Entries for pointing at named objects

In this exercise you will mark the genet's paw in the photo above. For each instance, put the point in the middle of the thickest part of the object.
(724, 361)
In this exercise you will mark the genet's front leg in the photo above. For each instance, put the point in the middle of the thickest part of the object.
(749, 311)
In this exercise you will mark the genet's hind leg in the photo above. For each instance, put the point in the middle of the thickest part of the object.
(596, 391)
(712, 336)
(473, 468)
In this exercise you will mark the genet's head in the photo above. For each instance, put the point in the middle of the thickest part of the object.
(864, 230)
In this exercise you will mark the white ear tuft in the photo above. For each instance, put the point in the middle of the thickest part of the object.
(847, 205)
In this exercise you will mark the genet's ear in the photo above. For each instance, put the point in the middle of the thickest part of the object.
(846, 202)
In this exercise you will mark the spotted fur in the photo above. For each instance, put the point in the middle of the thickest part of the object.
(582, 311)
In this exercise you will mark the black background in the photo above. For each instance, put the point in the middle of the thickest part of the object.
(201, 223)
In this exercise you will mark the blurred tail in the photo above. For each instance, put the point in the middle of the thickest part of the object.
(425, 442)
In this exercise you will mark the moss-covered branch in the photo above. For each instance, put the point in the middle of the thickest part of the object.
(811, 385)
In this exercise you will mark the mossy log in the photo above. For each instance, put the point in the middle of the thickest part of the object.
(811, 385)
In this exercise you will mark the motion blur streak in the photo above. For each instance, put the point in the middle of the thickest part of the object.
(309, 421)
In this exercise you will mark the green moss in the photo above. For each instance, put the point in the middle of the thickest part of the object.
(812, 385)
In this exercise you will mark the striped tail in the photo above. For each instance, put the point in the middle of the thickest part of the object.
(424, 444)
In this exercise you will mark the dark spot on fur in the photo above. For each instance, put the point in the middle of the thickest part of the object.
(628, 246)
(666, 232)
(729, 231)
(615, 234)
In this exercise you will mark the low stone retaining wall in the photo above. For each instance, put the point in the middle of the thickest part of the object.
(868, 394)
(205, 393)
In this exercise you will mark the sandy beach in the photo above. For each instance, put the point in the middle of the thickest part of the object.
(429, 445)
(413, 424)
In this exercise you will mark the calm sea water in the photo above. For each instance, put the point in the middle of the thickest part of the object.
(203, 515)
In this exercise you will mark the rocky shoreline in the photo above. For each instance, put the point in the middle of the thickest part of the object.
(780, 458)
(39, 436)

• _DO THIS_
Reproduce all of the records above word for word, keeping every line unchanged.

• _CORRECT RESPONSE_
In this exercise you will mark the genet's paw in the photo above. For each instance, put the point in the middle of the thickest part of the object.
(724, 361)
In this exercise you will mark the genet's front leg in the photo above. For each instance, put the point in the middle of the thickest part of the object.
(749, 311)
In this exercise you will mark the genet's hind leg in the photo above. For each instance, put the point in the middle of the thickest part of the object.
(596, 391)
(712, 336)
(473, 468)
In this exercise you will mark the genet's head in the photo above. For each instance, put the point in the middle of the thickest part of the object.
(864, 230)
In this exercise you will mark the white ear tuft in the photo above. For each instance, put the point in the middle of the thickest part of the object.
(847, 205)
In this exercise you will mark the genet's ear in the photo above. For each instance, put the point in the middle of the thickest part of the object.
(846, 202)
In this exercise you will mark the spotted fur in the photo above. For each instance, put the point in the middle of the thickest part of the object.
(582, 311)
In this exercise you will mark the black background in the photo above. For each instance, put the point in the middle of the thickest part of the object.
(201, 223)
In this exercise you will mark the blurred tail in the photo above. For each instance, put the point in the middle of the thickest part of the object.
(425, 442)
In this exercise you will mark the moss-covered branch in the photo above. For each instance, put the point in the middle of the thickest part of the object.
(811, 385)
In this exercise you will mark the mossy log in the photo above. For each instance, put the point in the middle of the thickest part of the object.
(811, 385)
In this exercise you will mark the motion blur streak in the photo above. For each instance, put the point in the middle of the thickest part of the object.
(309, 421)
In this exercise you will mark the green moss in the photo above. For each instance, put the point in the middle of the thickest part of the object.
(812, 385)
In this exercise you will mark the striped tail in the photo above. For each instance, put the point in the middle of the thickest part of the object.
(424, 444)
In this exercise you will mark the dark spot on fur in the photo above. For each instance, put the point in the middle of the thickest part of the object.
(628, 246)
(666, 232)
(729, 231)
(615, 234)
In this exercise you will mark the low stone retaining wall in the photo above. For each instance, put the point in the middle of the thickest part of the object.
(868, 394)
(205, 393)
In this exercise you will mark the sandy beach in the photo above. For each instance, put the point in the middle of the thickest part of the object.
(429, 445)
(413, 424)
In this exercise you will mark the calm sea water in the photo above. For each instance, put the point in the middle of the thickest part of the object.
(203, 515)
In this exercise you will mark the rocky shoreline in the photo above. For each instance, put the point in the middle of the thickest part of the object.
(780, 458)
(39, 436)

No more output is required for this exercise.